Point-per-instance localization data
========
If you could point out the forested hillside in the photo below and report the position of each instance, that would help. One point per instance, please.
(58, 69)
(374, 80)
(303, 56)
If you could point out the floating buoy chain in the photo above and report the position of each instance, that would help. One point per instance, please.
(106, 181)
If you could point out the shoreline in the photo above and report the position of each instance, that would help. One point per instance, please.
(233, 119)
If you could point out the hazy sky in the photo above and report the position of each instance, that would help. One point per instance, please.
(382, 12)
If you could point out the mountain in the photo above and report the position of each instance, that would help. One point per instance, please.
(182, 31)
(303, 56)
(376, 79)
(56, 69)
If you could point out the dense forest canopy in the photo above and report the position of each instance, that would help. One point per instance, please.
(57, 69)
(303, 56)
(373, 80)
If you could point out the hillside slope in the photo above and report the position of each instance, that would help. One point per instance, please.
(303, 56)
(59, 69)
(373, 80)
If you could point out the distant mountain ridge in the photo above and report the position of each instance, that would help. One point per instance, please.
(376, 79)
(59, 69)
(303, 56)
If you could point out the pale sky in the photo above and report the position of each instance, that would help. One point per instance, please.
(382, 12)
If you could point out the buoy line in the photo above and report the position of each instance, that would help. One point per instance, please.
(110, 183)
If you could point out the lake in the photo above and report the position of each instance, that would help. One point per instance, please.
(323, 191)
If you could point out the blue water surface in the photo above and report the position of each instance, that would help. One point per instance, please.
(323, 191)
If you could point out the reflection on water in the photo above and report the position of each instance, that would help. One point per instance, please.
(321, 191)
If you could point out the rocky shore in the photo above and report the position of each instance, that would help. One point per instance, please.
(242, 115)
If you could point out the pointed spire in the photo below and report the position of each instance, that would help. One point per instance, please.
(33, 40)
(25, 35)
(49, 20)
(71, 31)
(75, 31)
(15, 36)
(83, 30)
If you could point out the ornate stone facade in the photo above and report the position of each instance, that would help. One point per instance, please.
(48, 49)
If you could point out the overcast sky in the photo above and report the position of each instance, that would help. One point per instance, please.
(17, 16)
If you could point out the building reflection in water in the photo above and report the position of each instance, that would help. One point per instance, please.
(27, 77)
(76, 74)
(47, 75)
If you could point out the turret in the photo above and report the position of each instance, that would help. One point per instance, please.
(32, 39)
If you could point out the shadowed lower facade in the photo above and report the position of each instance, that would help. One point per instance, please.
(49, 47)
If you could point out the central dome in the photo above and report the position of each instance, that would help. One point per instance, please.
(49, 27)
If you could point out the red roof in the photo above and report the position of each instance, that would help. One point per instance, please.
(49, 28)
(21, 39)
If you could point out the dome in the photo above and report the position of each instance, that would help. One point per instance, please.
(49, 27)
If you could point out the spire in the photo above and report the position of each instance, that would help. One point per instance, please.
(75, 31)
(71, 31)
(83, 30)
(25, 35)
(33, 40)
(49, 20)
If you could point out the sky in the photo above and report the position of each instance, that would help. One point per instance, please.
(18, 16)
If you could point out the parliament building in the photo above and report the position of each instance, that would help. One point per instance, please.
========
▶ _YOUR GOAL_: The answer must be the full data, repeated word for word.

▶ _EXERCISE OUTPUT_:
If you could point out the forested hillside in the photo below and report the position of each instance, that would help. One point per instance, please.
(58, 69)
(374, 80)
(303, 56)
If you could point out the floating buoy chain in the photo above and report the position of each instance, that would help. One point per instance, please.
(106, 181)
If you could point out the shoreline in the photo above and report the position of each instance, that would help. One point per instance, please.
(233, 119)
If you could point out the hazy sky in the photo above and report the position of each instance, that would help. One point per instance, please.
(382, 12)
If you could point out the mountain in the photo above and report the position of each instance, that would help. One point per instance, please.
(182, 31)
(303, 56)
(376, 79)
(56, 69)
If you could point out the dense forest canopy in the photo above and report the position of each instance, that would help. One point per instance, please.
(57, 69)
(303, 56)
(373, 80)
If you could point out the hillside slope in the photo above and report the position of each instance, that would help. One point per instance, please.
(303, 56)
(59, 69)
(373, 80)
If you could point out the distant mountain ridge in the photo above and report the position of each instance, that would help. One point per instance, please.
(376, 79)
(59, 69)
(303, 56)
If you could point out the pale sky in the photo above and report the position of each instance, that would help. One point per instance, please.
(382, 12)
If you could point out the buoy line in the photo above and report the position of each instance, that would help. One point per instance, please.
(110, 183)
If you could point out the lake in the photo above and report the position of each instance, that would help. One point per instance, please.
(323, 191)
If you could point out the blue water surface in the photo above and report the position of each instance, that would help. One point per instance, please.
(323, 191)
If you could point out the reflection on water in the photo above and report the position of each instance, that would help. One point per instance, please.
(321, 191)
If you could point out the rocky shore in the photo above and report the position of each instance, that would help. One point per instance, please.
(242, 115)
If you could point out the pointed spire in the photo below and report the position of each instance, that would help. One point per instance, please.
(33, 40)
(25, 35)
(49, 20)
(71, 31)
(75, 31)
(15, 36)
(83, 30)
If you could point out the ornate stone facade in the photo above and report the position of each instance, that would help. One point per instance, please.
(48, 49)
If you could point out the overcast sky in the photo above and report the position of each instance, that would help. One point per instance, please.
(17, 16)
If you could point out the building reflection in water in the photo above and report the position of each instance, that would help. One point per instance, please.
(27, 77)
(76, 74)
(47, 75)
If you could point out the turret in the photo above and report the position of each instance, that would help. One point per instance, please.
(32, 39)
If you could point out the shadowed lower facade in the photo above and report the position of each instance, that would help. One point per instance, please.
(49, 47)
If you could point out the central dome in the photo above and report the position of each instance, that would help. One point per instance, please.
(49, 27)
If you could point out the red roof in the photo above and report the position of each instance, that would help. One point per instance, please.
(49, 28)
(21, 39)
If you could point out the dome in the photo above and report the position of each instance, that would help. One point per instance, please.
(49, 27)
If you could point out the spire in the photo above and report the position of each instance, that would help. One point per instance, please.
(75, 31)
(71, 31)
(83, 30)
(25, 35)
(33, 40)
(49, 20)
If you could point out the sky in the photo above and report the position of each instance, that would help. One point per instance, please.
(18, 16)
If you could point out the parliament building in the photo above and report the position of each instance, that would help. One point per instance, please.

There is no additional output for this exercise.